Items from a dataset

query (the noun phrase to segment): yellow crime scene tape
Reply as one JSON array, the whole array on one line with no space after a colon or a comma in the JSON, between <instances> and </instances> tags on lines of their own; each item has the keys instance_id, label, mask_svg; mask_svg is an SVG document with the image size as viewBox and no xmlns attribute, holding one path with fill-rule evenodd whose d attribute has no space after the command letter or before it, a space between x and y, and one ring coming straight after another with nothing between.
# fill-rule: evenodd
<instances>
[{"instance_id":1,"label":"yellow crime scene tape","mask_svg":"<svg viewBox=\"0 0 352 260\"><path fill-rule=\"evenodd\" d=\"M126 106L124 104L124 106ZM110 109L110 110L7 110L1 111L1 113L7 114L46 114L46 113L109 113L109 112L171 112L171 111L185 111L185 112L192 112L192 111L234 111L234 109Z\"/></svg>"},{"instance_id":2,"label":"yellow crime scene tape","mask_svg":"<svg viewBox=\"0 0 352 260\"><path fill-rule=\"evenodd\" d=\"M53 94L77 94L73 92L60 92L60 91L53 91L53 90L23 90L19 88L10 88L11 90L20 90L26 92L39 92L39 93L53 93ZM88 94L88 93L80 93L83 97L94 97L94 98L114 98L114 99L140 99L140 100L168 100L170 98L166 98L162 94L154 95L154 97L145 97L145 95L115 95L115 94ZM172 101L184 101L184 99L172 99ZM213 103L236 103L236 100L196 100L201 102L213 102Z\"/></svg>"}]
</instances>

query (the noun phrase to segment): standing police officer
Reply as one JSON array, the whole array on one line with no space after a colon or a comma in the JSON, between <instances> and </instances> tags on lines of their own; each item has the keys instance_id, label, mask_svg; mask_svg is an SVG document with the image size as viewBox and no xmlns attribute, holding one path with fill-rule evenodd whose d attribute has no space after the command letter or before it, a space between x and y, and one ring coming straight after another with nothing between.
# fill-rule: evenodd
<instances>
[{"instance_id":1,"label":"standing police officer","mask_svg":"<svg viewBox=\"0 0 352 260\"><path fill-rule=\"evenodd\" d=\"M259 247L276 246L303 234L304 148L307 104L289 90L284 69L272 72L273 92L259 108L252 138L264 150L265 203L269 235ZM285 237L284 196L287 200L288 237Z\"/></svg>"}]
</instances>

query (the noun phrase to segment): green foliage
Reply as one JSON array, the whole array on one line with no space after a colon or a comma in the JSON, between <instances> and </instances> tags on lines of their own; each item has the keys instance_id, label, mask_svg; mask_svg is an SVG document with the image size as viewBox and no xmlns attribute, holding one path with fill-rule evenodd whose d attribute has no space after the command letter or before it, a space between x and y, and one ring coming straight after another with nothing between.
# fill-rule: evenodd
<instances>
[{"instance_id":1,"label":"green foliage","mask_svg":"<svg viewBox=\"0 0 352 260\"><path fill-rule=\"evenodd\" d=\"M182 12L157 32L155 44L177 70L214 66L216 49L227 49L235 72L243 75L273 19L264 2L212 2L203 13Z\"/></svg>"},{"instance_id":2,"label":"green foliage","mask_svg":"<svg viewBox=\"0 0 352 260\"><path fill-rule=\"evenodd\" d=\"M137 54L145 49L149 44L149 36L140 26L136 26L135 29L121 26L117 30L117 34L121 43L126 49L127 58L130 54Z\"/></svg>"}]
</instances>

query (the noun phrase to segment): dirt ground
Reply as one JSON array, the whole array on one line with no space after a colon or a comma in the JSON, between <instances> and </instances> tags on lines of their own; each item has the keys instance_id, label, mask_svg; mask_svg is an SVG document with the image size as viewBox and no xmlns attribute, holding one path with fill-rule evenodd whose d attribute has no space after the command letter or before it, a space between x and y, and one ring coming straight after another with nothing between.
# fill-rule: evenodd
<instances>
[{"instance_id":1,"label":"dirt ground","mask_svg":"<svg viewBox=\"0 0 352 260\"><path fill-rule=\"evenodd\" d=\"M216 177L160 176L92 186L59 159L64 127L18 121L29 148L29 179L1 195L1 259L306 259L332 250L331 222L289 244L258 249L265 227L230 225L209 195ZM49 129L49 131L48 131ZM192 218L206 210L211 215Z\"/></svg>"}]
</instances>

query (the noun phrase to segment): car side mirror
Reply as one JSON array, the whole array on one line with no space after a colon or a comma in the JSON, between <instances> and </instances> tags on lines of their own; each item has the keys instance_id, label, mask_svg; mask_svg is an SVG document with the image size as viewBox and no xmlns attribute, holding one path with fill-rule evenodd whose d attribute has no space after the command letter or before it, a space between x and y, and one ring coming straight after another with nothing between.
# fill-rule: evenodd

• _WHAT THE TASK REQUIRES_
Please recast every line of the material above as a JSON list of strings, one string per line, leaving out the blank lines.

• _OUTPUT FOR THIS EXERCISE_
[
  "query (the noun phrase to segment): yellow crime scene tape",
  "Reply as one JSON array, the whole array on one line with no space after a colon or a comma in the JSON, between <instances> and </instances> tags on lines of their own; each item has the keys instance_id, label, mask_svg; mask_svg is an SVG document with the image size as viewBox and no xmlns attribute, holding one path with fill-rule evenodd whose d attribute has no space after the command letter or before it, a space between x and y, and one ring coming straight after another with nothing between.",
  "# fill-rule: evenodd",
  "<instances>",
  "[{\"instance_id\":1,\"label\":\"yellow crime scene tape\",\"mask_svg\":\"<svg viewBox=\\\"0 0 352 260\\\"><path fill-rule=\\\"evenodd\\\" d=\\\"M126 106L124 104L124 106ZM110 109L110 110L7 110L1 111L1 113L7 114L46 114L46 113L109 113L109 112L171 112L171 111L185 111L185 112L192 112L192 111L234 111L234 109Z\\\"/></svg>\"},{\"instance_id\":2,\"label\":\"yellow crime scene tape\",\"mask_svg\":\"<svg viewBox=\\\"0 0 352 260\\\"><path fill-rule=\\\"evenodd\\\" d=\\\"M53 94L77 94L73 92L60 92L60 91L53 91L53 90L23 90L19 88L10 88L11 90L20 90L26 92L39 92L39 93L53 93ZM88 94L88 93L80 93L83 97L94 97L94 98L114 98L114 99L140 99L140 100L168 100L170 98L166 98L162 94L154 95L154 97L145 97L145 95L115 95L115 94ZM172 101L184 101L184 99L172 99ZM213 103L236 103L236 100L196 100L201 102L213 102Z\\\"/></svg>\"}]",
  "</instances>",
  "query (the noun phrase to segment): standing police officer",
  "Reply as one JSON array, the whole array on one line with no space after a colon or a comma in the JSON, between <instances> and </instances> tags on lines of their own; each item has the keys instance_id, label, mask_svg; mask_svg is an SVG document with the image size as viewBox and no xmlns attribute, holding one path with fill-rule evenodd whose d attribute has no space after the command letter or before it, a space between x and y, and one ring coming straight after another with nothing between.",
  "# fill-rule: evenodd",
  "<instances>",
  "[{\"instance_id\":1,\"label\":\"standing police officer\",\"mask_svg\":\"<svg viewBox=\\\"0 0 352 260\\\"><path fill-rule=\\\"evenodd\\\" d=\\\"M259 247L276 246L303 234L304 148L307 104L289 90L284 69L272 72L273 92L259 108L252 138L264 150L265 203L269 235ZM285 237L284 196L287 200L288 237Z\\\"/></svg>\"}]",
  "</instances>",
  "query (the noun phrase to segment): green foliage",
  "Reply as one JSON array, the whole array on one line with no space after a colon or a comma in the JSON, between <instances> and </instances> tags on lines of their own; each item has the keys instance_id, label, mask_svg; mask_svg is an SVG document with the image size as viewBox and no xmlns attribute, holding one path with fill-rule evenodd whose d attribute has no space after the command letter or before it, a space between x and y, and one ring coming straight after another with nothing between.",
  "# fill-rule: evenodd",
  "<instances>",
  "[{\"instance_id\":1,\"label\":\"green foliage\",\"mask_svg\":\"<svg viewBox=\\\"0 0 352 260\\\"><path fill-rule=\\\"evenodd\\\" d=\\\"M182 12L157 32L155 44L177 70L214 66L216 49L227 49L235 72L243 75L273 19L264 2L212 2L203 13Z\\\"/></svg>\"},{\"instance_id\":2,\"label\":\"green foliage\",\"mask_svg\":\"<svg viewBox=\\\"0 0 352 260\\\"><path fill-rule=\\\"evenodd\\\" d=\\\"M137 54L145 49L149 44L149 36L140 26L136 26L135 29L121 26L117 30L117 34L121 43L126 49L127 58L130 54Z\\\"/></svg>\"}]",
  "</instances>",
  "query (the noun phrase to segment): dirt ground",
  "Reply as one JSON array, the whole array on one line with no space after a colon or a comma in the JSON, between <instances> and </instances> tags on lines of their own; each item has the keys instance_id, label, mask_svg; mask_svg is an SVG document with the image size as viewBox and no xmlns attribute, holding one path with fill-rule evenodd whose d attribute has no space after the command letter or before it, a space between x and y, and one ring coming straight after another with nothing between.",
  "# fill-rule: evenodd",
  "<instances>",
  "[{\"instance_id\":1,\"label\":\"dirt ground\",\"mask_svg\":\"<svg viewBox=\\\"0 0 352 260\\\"><path fill-rule=\\\"evenodd\\\" d=\\\"M216 177L160 176L92 186L59 159L64 127L18 121L29 148L29 179L1 195L1 259L306 259L332 250L331 222L289 244L258 249L265 227L230 225L209 195ZM49 129L49 131L48 131ZM192 218L206 210L211 215Z\\\"/></svg>\"}]",
  "</instances>",
  "query (the noun phrase to segment): car side mirror",
  "Reply as one JSON array, the whole array on one line with no space after a colon or a comma in the JSON, between <instances> and </instances> tags on lines of their own; each item has the keys instance_id, label, mask_svg; mask_svg is an SVG document with the image size as viewBox and no xmlns attribute, holding one path with fill-rule evenodd whose d attribute has no space after the command letter or before it, a space between x and y, and one ring coming straight after another with nothing between.",
  "# fill-rule: evenodd"
]